# Data shown
BEGIN

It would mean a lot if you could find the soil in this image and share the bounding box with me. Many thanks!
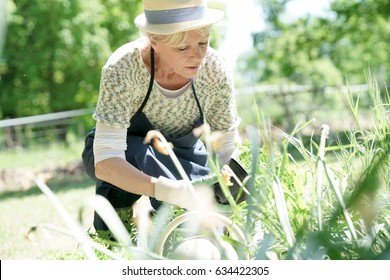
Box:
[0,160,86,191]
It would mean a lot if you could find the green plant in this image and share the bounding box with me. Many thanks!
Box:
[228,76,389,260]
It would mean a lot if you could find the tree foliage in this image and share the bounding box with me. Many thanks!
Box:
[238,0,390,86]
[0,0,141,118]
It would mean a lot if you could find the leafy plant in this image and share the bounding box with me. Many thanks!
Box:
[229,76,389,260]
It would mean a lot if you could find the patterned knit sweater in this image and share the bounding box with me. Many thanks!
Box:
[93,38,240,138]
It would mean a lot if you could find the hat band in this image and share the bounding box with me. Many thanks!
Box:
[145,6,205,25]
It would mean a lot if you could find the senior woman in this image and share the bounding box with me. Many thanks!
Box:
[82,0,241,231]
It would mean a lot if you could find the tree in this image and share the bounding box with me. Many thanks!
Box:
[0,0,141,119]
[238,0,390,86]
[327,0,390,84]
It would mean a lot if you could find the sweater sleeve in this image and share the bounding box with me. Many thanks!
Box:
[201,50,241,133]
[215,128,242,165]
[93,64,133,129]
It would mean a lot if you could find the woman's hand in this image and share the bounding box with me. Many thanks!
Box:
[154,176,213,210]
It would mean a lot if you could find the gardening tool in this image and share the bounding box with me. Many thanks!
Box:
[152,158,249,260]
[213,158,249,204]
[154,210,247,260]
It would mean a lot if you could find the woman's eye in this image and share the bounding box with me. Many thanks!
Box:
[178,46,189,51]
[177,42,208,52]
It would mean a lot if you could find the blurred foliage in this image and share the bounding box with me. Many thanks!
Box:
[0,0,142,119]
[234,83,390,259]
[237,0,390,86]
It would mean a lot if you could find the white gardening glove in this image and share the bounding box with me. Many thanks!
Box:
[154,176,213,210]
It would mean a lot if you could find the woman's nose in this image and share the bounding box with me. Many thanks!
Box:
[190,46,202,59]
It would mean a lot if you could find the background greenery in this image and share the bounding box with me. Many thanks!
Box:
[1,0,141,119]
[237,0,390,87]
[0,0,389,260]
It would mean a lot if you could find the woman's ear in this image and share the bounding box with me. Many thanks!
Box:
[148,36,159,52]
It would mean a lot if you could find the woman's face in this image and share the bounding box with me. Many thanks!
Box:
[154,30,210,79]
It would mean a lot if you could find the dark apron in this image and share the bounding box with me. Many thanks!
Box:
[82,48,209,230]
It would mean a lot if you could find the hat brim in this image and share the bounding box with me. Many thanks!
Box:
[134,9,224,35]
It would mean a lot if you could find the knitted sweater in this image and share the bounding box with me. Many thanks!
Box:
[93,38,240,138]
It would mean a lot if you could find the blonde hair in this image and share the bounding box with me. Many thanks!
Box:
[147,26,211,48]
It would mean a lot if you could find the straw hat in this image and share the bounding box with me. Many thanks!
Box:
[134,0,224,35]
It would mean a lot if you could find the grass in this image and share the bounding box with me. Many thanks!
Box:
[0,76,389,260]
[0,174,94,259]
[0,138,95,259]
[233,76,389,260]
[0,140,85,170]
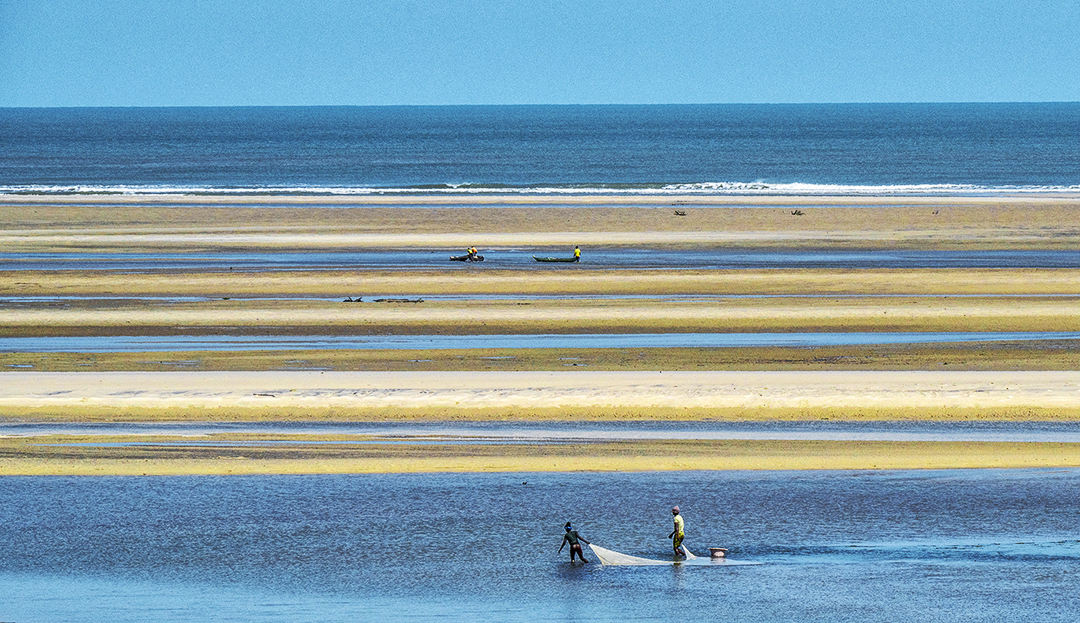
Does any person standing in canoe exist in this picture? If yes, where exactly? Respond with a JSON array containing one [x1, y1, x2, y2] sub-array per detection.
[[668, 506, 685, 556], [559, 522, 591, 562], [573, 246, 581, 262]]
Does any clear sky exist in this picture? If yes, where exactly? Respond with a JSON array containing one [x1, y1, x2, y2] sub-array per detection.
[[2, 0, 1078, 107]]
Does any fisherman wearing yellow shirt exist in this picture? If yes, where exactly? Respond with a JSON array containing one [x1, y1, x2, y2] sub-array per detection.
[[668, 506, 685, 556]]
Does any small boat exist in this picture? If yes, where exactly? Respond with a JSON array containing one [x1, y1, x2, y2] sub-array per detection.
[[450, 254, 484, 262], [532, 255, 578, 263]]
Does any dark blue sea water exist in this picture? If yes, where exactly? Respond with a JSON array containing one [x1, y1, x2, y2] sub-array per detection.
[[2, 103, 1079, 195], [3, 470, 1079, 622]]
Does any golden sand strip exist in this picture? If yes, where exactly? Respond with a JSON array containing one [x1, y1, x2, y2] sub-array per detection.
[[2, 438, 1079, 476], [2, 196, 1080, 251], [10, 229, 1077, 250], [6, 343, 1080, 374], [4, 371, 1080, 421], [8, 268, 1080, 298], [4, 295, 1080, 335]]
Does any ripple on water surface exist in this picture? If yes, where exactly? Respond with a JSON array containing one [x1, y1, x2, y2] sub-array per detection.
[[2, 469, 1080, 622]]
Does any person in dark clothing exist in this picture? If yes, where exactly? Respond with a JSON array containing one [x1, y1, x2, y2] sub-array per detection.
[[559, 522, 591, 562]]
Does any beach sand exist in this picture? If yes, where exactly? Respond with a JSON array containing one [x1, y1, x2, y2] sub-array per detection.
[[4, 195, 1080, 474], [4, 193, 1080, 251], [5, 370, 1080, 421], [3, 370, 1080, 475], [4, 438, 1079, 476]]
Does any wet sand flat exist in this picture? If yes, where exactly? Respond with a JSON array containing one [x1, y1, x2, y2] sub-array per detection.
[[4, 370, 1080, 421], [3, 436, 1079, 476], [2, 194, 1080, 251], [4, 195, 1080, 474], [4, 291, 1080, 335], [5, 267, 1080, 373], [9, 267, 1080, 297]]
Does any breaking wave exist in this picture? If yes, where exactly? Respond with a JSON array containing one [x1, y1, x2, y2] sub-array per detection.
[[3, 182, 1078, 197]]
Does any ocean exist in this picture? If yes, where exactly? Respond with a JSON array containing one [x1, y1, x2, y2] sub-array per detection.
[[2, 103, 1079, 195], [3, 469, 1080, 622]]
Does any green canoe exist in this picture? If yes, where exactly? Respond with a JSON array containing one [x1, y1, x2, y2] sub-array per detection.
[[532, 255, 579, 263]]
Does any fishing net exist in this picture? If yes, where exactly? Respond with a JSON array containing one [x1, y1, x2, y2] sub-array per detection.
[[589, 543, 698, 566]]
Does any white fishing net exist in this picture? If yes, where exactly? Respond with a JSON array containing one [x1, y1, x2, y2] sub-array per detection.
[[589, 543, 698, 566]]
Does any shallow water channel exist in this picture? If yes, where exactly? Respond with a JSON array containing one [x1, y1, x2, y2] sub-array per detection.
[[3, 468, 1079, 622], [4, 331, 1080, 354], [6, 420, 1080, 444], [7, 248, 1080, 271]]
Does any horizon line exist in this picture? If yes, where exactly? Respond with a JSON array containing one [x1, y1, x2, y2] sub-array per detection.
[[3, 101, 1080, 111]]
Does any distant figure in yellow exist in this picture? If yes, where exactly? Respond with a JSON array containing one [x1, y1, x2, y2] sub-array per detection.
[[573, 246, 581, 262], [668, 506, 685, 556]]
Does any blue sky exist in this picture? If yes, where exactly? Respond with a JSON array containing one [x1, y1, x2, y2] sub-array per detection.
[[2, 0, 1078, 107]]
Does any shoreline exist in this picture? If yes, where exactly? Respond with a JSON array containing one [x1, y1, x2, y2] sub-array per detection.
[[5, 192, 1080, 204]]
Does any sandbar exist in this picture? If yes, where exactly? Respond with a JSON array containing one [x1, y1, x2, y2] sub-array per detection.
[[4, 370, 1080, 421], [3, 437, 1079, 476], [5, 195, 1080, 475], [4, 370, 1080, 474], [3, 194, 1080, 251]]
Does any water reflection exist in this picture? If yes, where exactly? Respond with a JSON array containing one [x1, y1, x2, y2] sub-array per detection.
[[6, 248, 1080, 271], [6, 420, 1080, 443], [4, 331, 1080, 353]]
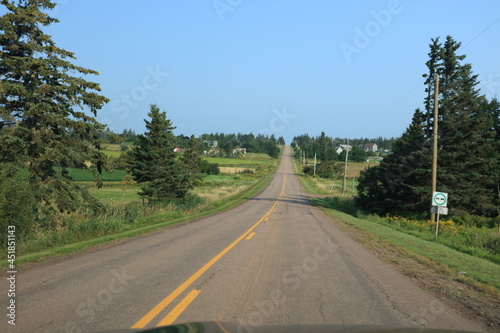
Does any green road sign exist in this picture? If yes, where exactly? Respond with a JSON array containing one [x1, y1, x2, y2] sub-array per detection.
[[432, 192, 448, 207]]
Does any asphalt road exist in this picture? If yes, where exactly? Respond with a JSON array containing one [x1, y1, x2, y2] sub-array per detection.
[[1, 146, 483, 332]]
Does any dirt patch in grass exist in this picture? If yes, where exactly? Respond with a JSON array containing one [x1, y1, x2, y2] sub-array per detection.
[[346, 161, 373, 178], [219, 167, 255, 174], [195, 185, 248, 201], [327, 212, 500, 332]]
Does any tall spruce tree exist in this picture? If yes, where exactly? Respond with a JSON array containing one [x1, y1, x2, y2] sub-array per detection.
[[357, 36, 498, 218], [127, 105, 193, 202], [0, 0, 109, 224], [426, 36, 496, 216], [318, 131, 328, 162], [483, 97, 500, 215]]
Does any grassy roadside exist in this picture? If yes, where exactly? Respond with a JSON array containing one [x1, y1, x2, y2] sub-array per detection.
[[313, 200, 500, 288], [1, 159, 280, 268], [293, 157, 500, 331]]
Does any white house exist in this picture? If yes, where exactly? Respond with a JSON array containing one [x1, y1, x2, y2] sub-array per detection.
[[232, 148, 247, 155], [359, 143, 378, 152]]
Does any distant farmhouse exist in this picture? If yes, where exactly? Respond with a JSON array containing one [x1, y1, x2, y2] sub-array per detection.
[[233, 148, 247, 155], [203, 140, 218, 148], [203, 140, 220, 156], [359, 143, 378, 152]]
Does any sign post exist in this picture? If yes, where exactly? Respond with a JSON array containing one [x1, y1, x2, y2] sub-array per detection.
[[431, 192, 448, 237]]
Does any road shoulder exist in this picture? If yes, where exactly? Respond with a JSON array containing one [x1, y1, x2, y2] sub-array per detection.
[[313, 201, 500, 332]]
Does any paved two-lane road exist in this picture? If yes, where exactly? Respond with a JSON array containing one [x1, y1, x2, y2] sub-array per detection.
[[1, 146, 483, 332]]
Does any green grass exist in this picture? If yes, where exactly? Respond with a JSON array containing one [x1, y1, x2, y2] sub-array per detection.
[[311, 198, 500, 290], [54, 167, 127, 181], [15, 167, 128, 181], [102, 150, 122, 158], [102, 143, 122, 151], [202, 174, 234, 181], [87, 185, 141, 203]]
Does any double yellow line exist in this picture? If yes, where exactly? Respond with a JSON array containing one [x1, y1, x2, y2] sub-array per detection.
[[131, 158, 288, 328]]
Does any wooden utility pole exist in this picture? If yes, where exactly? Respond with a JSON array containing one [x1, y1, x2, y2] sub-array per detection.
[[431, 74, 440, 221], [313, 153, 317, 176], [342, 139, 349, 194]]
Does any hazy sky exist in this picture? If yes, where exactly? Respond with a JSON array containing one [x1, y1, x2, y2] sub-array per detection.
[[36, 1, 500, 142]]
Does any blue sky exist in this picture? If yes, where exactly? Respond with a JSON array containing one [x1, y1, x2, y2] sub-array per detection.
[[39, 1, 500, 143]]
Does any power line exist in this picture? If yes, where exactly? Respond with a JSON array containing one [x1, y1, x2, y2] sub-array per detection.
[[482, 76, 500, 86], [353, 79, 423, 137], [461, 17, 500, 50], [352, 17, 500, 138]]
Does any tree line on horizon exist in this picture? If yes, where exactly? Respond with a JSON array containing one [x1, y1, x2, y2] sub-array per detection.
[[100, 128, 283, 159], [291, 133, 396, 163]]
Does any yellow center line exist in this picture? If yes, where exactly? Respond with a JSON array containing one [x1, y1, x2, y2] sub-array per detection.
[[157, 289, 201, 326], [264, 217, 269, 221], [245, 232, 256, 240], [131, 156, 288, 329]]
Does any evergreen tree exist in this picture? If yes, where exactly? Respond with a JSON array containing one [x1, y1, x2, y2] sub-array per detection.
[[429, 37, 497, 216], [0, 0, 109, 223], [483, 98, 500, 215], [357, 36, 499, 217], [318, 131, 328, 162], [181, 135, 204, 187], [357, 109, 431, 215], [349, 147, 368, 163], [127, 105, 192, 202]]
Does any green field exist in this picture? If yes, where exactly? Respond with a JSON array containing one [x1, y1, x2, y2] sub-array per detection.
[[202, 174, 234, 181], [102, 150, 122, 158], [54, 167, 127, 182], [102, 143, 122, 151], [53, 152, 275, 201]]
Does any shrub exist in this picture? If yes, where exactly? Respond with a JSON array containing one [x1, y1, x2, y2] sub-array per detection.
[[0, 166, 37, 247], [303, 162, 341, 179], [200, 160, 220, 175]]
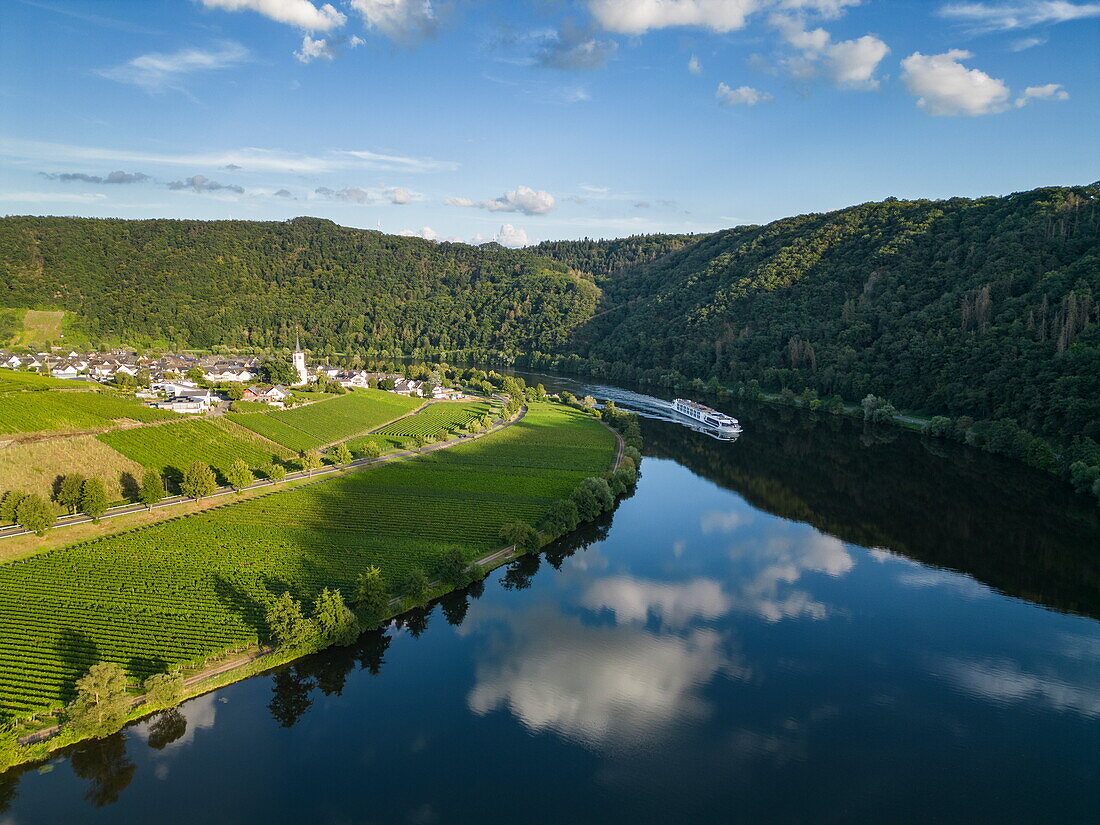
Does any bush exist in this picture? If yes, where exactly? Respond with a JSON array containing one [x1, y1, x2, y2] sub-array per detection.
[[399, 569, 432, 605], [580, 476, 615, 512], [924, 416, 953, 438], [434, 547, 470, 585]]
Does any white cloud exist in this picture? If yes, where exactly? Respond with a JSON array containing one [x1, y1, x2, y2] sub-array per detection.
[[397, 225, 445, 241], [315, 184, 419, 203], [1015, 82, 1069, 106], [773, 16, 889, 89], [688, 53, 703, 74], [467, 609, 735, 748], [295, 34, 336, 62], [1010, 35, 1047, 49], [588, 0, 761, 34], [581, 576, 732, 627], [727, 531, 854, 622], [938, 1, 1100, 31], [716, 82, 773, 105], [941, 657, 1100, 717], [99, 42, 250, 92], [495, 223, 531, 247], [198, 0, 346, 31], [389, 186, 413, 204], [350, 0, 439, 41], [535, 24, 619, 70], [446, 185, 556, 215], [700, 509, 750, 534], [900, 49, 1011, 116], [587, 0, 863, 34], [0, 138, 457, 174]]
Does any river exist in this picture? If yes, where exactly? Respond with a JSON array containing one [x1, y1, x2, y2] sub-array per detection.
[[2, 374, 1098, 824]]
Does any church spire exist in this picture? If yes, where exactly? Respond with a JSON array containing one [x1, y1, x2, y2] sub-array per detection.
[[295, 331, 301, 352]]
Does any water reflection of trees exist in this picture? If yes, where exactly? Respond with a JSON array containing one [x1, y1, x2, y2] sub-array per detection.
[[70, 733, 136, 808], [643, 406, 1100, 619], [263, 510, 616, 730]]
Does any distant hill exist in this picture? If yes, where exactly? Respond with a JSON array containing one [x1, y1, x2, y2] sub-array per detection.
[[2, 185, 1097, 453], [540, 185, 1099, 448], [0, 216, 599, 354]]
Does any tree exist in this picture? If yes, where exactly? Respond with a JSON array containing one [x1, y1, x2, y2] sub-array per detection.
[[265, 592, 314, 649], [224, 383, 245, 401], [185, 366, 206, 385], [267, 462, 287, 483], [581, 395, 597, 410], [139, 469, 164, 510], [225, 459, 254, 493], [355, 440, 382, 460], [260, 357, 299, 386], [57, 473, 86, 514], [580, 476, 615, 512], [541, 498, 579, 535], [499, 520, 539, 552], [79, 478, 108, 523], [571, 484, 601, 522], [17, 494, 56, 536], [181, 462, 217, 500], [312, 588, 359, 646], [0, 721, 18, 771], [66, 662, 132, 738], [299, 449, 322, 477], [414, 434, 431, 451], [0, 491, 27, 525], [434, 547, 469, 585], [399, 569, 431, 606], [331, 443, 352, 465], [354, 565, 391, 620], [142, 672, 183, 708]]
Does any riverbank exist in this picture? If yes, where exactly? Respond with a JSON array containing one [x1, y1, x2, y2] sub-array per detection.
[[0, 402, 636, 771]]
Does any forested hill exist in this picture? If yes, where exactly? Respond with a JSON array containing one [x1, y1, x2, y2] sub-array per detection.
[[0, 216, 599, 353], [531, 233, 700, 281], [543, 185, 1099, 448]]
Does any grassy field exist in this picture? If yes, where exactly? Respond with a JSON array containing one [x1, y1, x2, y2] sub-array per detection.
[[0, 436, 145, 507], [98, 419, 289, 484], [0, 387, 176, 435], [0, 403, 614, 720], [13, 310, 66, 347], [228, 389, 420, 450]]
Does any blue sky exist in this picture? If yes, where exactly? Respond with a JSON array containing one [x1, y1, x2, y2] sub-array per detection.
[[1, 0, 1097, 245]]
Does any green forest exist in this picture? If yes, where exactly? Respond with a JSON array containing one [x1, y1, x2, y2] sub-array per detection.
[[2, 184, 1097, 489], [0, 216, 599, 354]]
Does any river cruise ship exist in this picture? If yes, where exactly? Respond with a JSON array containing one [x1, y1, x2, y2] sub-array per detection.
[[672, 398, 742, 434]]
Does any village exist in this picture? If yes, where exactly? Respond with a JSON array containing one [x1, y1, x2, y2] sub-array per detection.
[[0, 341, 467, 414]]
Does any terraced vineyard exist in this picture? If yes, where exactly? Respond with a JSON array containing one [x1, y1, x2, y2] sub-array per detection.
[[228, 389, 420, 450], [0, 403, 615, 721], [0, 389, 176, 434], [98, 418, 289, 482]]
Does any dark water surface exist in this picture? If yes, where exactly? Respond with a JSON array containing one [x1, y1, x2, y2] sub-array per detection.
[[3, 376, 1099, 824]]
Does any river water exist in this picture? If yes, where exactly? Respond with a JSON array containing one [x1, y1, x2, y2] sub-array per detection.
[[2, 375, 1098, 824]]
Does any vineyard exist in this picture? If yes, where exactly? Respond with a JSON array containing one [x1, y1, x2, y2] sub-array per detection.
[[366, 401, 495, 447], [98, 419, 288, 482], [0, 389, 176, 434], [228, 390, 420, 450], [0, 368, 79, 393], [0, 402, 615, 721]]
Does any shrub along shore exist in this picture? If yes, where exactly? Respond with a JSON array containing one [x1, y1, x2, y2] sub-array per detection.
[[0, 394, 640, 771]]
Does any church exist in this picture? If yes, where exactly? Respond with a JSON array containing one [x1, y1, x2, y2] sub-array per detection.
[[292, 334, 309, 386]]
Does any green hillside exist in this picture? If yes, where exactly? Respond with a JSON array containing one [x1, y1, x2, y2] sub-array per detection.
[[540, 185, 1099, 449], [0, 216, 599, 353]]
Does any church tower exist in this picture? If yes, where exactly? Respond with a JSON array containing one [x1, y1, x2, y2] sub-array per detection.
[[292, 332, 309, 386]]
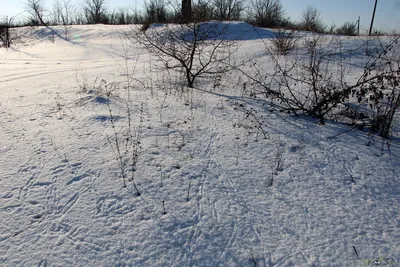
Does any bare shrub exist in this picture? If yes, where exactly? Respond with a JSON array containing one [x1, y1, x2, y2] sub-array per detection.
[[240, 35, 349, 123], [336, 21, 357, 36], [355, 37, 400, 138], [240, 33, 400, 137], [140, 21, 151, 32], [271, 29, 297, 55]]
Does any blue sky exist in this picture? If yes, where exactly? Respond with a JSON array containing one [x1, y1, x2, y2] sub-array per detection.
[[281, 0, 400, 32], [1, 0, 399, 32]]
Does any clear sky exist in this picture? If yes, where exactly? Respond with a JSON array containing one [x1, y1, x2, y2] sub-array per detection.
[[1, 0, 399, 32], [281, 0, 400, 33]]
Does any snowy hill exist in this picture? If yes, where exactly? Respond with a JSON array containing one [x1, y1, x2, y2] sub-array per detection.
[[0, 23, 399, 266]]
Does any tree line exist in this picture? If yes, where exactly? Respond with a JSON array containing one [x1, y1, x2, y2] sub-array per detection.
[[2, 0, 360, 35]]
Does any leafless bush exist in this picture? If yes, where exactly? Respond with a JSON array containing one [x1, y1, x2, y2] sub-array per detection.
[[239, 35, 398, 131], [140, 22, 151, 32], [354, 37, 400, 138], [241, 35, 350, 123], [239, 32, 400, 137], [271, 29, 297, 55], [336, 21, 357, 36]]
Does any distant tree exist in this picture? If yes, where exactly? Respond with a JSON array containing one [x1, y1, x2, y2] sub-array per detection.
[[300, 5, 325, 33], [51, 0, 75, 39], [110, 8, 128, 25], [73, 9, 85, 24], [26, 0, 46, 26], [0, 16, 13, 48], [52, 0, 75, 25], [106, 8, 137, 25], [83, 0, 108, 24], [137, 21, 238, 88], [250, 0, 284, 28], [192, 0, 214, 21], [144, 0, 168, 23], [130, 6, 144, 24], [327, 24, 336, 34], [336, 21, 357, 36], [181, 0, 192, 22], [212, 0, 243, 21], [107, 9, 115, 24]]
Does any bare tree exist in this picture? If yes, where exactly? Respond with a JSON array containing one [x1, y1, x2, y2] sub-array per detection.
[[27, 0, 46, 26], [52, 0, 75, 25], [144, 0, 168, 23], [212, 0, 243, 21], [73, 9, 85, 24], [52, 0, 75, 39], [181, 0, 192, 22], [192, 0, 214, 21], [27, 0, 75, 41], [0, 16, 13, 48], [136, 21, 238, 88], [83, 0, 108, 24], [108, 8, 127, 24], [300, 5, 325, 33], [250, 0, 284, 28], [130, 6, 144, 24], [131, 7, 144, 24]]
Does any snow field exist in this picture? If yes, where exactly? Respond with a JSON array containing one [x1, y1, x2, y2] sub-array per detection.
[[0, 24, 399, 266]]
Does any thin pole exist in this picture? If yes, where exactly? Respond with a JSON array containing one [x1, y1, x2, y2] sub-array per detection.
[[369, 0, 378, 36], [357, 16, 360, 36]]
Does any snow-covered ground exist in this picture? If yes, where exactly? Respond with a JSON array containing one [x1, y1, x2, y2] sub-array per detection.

END

# Exercise
Nothing but the lines above from the one containing "the hat band" through the one containing "the tree in" should appear in the answer, each repeated exactly.

# Task response
It would mean a lot if you could find the hat band in this image and share the bounding box with me. Many thanks!
Box:
[145,6,205,25]
It would mean a lot if you could find the senior woman in this image and share the bounding box with me. Many thanks!
Box:
[82,0,241,231]
It would mean a lot if you could find the tree in this image and share the bounding box with me. Many thanks!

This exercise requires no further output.